▶ [AIM OF THE EXERCISE]:
An exact copy of every entry is needed here; the images stay out.
*** RECORDS PROVIDED ***
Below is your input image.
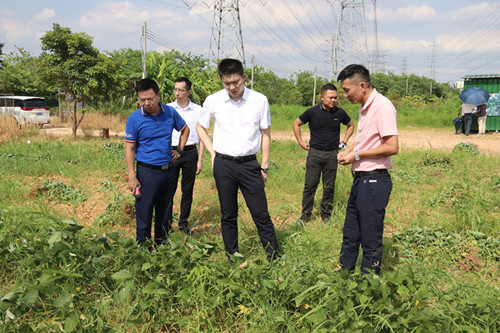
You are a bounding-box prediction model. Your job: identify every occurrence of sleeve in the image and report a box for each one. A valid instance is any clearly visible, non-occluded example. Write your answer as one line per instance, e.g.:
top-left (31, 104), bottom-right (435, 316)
top-left (377, 102), bottom-right (398, 138)
top-left (298, 109), bottom-right (310, 124)
top-left (340, 109), bottom-right (351, 125)
top-left (259, 96), bottom-right (271, 129)
top-left (125, 116), bottom-right (137, 142)
top-left (198, 97), bottom-right (213, 129)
***
▶ [SOLUTION FOR THIS TASK]:
Below is your input image.
You are a bounding-box prediction model. Your job: identify every occurrence of sleeve in the image and report a box for each one. A valid instance is any clearly visible, non-occluded example. Write your answer as one line per instance, e.g.:
top-left (31, 104), bottom-right (435, 316)
top-left (377, 102), bottom-right (398, 138)
top-left (298, 109), bottom-right (310, 124)
top-left (340, 109), bottom-right (351, 125)
top-left (259, 96), bottom-right (271, 129)
top-left (125, 116), bottom-right (137, 142)
top-left (198, 97), bottom-right (213, 129)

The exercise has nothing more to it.